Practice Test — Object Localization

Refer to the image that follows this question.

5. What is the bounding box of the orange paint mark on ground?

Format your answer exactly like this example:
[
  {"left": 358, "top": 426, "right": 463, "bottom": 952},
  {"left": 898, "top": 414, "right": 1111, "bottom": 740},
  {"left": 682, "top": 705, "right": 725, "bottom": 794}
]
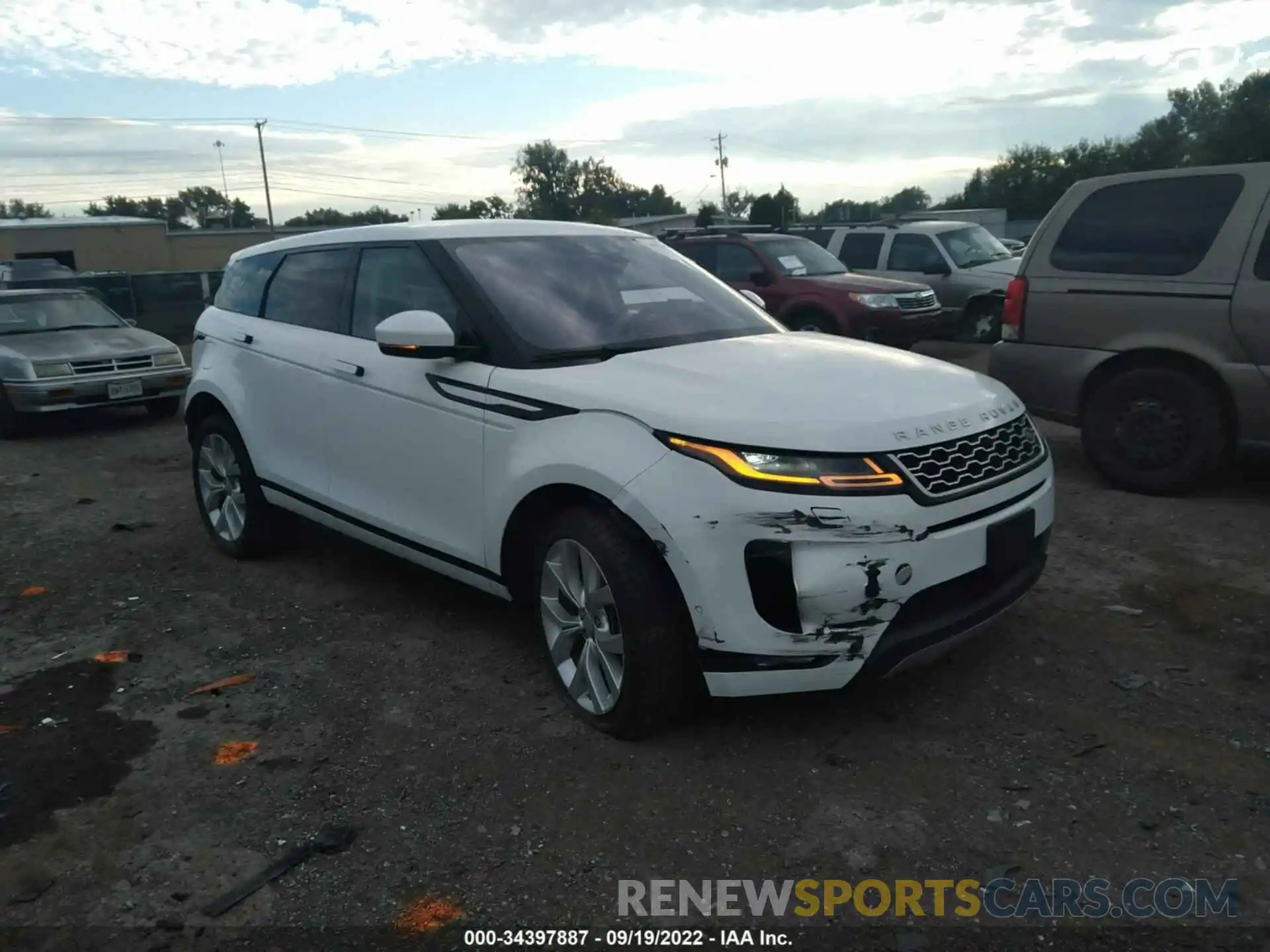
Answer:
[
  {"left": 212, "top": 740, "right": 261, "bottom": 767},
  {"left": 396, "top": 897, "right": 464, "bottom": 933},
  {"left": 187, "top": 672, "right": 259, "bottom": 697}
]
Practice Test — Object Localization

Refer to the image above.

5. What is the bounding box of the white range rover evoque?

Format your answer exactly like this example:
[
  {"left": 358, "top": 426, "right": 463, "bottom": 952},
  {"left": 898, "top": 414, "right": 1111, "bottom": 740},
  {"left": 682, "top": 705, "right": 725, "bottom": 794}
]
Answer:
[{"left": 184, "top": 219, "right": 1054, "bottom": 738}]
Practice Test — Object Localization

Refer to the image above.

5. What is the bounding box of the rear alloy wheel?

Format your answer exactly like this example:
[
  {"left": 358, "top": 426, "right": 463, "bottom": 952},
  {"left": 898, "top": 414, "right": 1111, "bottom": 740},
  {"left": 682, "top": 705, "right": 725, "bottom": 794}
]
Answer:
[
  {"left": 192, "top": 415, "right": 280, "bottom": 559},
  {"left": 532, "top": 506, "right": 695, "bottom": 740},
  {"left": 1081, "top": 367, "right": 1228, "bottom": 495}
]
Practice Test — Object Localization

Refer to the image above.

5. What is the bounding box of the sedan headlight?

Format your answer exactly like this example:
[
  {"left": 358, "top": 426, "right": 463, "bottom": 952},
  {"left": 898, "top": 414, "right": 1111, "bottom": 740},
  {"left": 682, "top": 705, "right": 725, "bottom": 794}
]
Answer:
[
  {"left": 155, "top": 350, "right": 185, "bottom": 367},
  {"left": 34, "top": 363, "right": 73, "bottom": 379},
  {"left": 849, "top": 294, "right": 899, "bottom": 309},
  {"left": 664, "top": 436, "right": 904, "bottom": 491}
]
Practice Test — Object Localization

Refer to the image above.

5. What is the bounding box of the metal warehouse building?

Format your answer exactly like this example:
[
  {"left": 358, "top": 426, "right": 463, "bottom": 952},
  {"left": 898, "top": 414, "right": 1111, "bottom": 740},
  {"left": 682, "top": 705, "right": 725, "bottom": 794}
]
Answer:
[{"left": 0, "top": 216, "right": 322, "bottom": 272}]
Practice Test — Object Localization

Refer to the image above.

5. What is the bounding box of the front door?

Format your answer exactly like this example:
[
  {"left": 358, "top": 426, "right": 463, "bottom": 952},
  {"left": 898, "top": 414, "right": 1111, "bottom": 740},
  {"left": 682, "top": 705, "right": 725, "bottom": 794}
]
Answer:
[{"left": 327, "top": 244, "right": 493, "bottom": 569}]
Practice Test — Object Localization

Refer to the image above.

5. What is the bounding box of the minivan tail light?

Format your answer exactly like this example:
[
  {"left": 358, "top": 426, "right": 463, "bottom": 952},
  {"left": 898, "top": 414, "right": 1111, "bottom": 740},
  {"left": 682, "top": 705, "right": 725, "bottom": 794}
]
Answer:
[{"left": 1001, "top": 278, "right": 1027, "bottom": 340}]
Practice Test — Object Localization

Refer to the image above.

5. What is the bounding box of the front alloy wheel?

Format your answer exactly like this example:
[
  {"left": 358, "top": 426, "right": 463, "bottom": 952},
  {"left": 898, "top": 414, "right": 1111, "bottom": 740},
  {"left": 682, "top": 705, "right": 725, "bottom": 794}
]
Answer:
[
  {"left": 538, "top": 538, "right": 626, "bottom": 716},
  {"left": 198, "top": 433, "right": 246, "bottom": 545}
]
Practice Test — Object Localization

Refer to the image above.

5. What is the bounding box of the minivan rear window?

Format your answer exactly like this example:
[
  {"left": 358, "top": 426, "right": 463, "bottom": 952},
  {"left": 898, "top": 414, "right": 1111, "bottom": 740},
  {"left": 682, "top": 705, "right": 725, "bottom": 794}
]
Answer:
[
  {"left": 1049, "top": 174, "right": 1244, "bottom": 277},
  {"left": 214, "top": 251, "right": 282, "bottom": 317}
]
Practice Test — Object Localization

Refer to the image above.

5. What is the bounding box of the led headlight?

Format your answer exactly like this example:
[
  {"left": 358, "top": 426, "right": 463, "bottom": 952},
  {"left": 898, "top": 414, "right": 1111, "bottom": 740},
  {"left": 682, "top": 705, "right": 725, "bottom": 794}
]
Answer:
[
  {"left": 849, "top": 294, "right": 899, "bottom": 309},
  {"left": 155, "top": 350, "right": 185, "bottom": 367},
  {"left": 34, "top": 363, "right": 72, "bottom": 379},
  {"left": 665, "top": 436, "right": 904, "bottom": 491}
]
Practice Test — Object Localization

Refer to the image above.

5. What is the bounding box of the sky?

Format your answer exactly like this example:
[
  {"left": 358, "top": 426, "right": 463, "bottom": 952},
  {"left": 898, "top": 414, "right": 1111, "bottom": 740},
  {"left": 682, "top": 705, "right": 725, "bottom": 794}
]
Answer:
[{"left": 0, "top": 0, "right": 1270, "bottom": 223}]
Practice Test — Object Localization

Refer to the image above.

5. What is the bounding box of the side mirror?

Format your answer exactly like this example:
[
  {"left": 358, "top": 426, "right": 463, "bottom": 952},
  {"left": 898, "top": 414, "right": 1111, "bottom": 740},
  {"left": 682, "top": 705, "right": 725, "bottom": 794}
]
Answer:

───

What is being asked: Set down every record once more, word for word, without pictures.

Result for this task:
Practice Test — Object Localization

Refer to the image that follows this question.

5. What is the bounding box of the orange paint mark on ground?

Format your answer exactly like this example:
[
  {"left": 358, "top": 426, "right": 463, "bottom": 952},
  {"left": 898, "top": 414, "right": 1111, "bottom": 740},
  {"left": 682, "top": 705, "right": 725, "bottom": 794}
]
Answer:
[
  {"left": 212, "top": 740, "right": 261, "bottom": 767},
  {"left": 396, "top": 897, "right": 464, "bottom": 933},
  {"left": 187, "top": 672, "right": 259, "bottom": 697}
]
Practice Test — Object Localization

Refer to the image above.

5. What is the bounding box of the white range rover evoque?

Format your answer exactly like this example:
[
  {"left": 358, "top": 426, "right": 463, "bottom": 952},
  {"left": 898, "top": 414, "right": 1111, "bottom": 740},
  {"left": 682, "top": 705, "right": 725, "bottom": 794}
]
Answer:
[{"left": 184, "top": 219, "right": 1054, "bottom": 738}]
Practice Test — Object Localization

Refer to the image above.

5. What is the bounding box of the rear alloy wheel?

Format your answer exactly like this example:
[
  {"left": 358, "top": 426, "right": 463, "bottom": 952},
  {"left": 898, "top": 414, "right": 1111, "bottom": 740},
  {"left": 682, "top": 705, "right": 725, "bottom": 794}
]
Answer:
[
  {"left": 192, "top": 415, "right": 280, "bottom": 559},
  {"left": 532, "top": 506, "right": 695, "bottom": 740},
  {"left": 1081, "top": 367, "right": 1228, "bottom": 495}
]
Practice Test — Object Localization

Refer to the image above.

5. What is the bounding box of the sedan headlight?

Format your answer exactly like this example:
[
  {"left": 358, "top": 426, "right": 463, "bottom": 952},
  {"left": 898, "top": 414, "right": 1111, "bottom": 740},
  {"left": 682, "top": 705, "right": 725, "bottom": 794}
]
Answer:
[
  {"left": 155, "top": 350, "right": 185, "bottom": 367},
  {"left": 34, "top": 363, "right": 73, "bottom": 379},
  {"left": 849, "top": 294, "right": 899, "bottom": 309},
  {"left": 664, "top": 436, "right": 904, "bottom": 491}
]
Practice Test — Object Localization

Refer to the image above.

5. What is the bounding box of the metal warehouse building?

Format your answer exactly like this example:
[
  {"left": 358, "top": 426, "right": 463, "bottom": 952},
  {"left": 898, "top": 414, "right": 1111, "bottom": 740},
  {"left": 682, "top": 705, "right": 725, "bottom": 794}
]
Answer:
[{"left": 0, "top": 216, "right": 322, "bottom": 272}]
Practice Test — Object Localization

Refer to the image above.

5. What is the bounding box of the front door?

Format your answer exactly like this example:
[
  {"left": 358, "top": 426, "right": 463, "bottom": 952},
  {"left": 898, "top": 414, "right": 1111, "bottom": 740},
  {"left": 682, "top": 705, "right": 725, "bottom": 794}
]
Answer:
[{"left": 327, "top": 244, "right": 493, "bottom": 569}]
Practice Test — Object Localization

Refer to the image above.

5. What is the bounding box of the minivan tail light?

Format your answer exactly like this example:
[
  {"left": 358, "top": 426, "right": 463, "bottom": 952},
  {"left": 898, "top": 414, "right": 1111, "bottom": 740},
  {"left": 682, "top": 705, "right": 725, "bottom": 794}
]
Answer:
[{"left": 1001, "top": 278, "right": 1027, "bottom": 340}]
Practice Test — Object Localization

Refer to the image above.

5. What is the bounding box of the front alloy wheel?

Format your answer exactly like this example:
[
  {"left": 358, "top": 426, "right": 463, "bottom": 952},
  {"left": 898, "top": 414, "right": 1111, "bottom": 740},
  {"left": 682, "top": 705, "right": 725, "bottom": 794}
]
Answer:
[
  {"left": 538, "top": 538, "right": 626, "bottom": 716},
  {"left": 198, "top": 433, "right": 246, "bottom": 545}
]
Practice Test — Object Localization

Refer to the image above.

5. What is the bounding box of the minivan rear window?

Format your answer exactly like this example:
[
  {"left": 358, "top": 426, "right": 463, "bottom": 952},
  {"left": 898, "top": 414, "right": 1111, "bottom": 740},
  {"left": 682, "top": 705, "right": 725, "bottom": 794}
]
Answer:
[
  {"left": 1049, "top": 174, "right": 1244, "bottom": 277},
  {"left": 214, "top": 251, "right": 282, "bottom": 317}
]
Practice Test — Object Localization

Refer to the image above.

5. What is the bounding box of the led headlight?

Format your answer exactly like this example:
[
  {"left": 358, "top": 426, "right": 463, "bottom": 952},
  {"left": 898, "top": 414, "right": 1111, "bottom": 740},
  {"left": 682, "top": 705, "right": 725, "bottom": 794}
]
Answer:
[
  {"left": 849, "top": 294, "right": 899, "bottom": 309},
  {"left": 155, "top": 350, "right": 185, "bottom": 367},
  {"left": 34, "top": 363, "right": 72, "bottom": 379},
  {"left": 665, "top": 436, "right": 904, "bottom": 491}
]
Practice Test — Object Localization

Refer to the image above.

5. What is the bounding box of the sky?

Format your answer exactly like this example:
[
  {"left": 358, "top": 426, "right": 463, "bottom": 952},
  {"left": 898, "top": 414, "right": 1111, "bottom": 740},
  {"left": 682, "top": 705, "right": 725, "bottom": 794}
]
Answer:
[{"left": 0, "top": 0, "right": 1270, "bottom": 223}]
Practice Test — Object Localization

Refer to the image above.

5. What is the bounding box of the side mirror?

Format your answer exactly like this example:
[
  {"left": 358, "top": 426, "right": 463, "bottom": 952},
  {"left": 898, "top": 414, "right": 1111, "bottom": 740},
  {"left": 682, "top": 705, "right": 725, "bottom": 794}
]
Answer:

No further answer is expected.